▶ [Selected extract]
[lustre-discuss] lnetctl & /etc/sysconfig/lnet.conf Usage

Christopher J. Morrone morrone2 at llnl.gov
Fri May 26 15:28:13 PDT 2017


On 05/18/2017 05:25 PM, Di Natale, Giuseppe wrote:
> Hi Eli,
> 
> 
> Thanks for the response! From my understanding, /etc/sysconfig is
> intended to contain files which are sourceable by shell scripts. Below
> is a link to a blog post that does a good job explaining.
> 
> 
> http://0pointer.de/blog/projects/on-etc-sysinit.html
> 
> 
> To me, /etc/ is the catch all for other system level configuration that
> isn't part of some daemon. But, I could be wrong on that and would
> welcome other opinions. I am by no means an expert myself.

Well, no, /etc has plenty of daemon configuration files. :)  /etc is the
standard place for system-wide configuration configuration.

In general, /etc/sysconfig is for the older SysV, bash, init scripts.

[Object point labels]

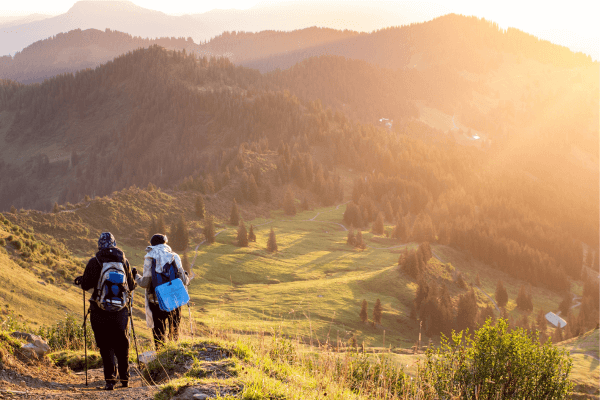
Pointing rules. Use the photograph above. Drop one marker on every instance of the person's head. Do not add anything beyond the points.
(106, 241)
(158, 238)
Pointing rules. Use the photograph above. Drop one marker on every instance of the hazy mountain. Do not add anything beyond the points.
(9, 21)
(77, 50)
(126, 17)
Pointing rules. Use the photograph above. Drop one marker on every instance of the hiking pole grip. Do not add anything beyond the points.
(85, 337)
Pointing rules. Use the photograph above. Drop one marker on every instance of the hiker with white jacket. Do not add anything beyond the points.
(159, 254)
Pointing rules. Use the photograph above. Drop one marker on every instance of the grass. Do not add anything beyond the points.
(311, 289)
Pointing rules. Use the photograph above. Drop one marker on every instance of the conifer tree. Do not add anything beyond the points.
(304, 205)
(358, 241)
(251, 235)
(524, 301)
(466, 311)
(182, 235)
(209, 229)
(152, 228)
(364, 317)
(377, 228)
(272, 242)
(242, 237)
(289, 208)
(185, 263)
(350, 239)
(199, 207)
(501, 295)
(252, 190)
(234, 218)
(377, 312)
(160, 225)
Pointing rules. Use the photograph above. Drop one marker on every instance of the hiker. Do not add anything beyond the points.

▶ [Tasks for this exercise]
[a] Name every person mentioned in the mailing list post.
[b] In the mailing list post, what does Morrone say /etc/sysconfig is generally for?
[c] Continue the mailing list post about /etc/sysconfig from the point where it stops.

▶ [Final results]
[a] Christopher J. Morrone, Giuseppe Di Natale, Eli

[b] He says it is generally for the older SysV, bash, init scripts.

[c]
Granted, things aren't terribly clearly specified, and there are
deviations from the mean.  But mostly what one finds in /etc/sysconfig
is a file that is meant to be directly sourced into a bash init script
This is opposed to a configuration file that _is_ meant to be parsed by
a daemon (or other program), and those files should be located anywhere
_but_ /etc/sysconfig.

systemd doesn't use bash init scripts; instead it has parsed "unit
files".  Since systemd doesn't use bash for unit files, it also can't
reasonably source a file from /etc/sysconfig.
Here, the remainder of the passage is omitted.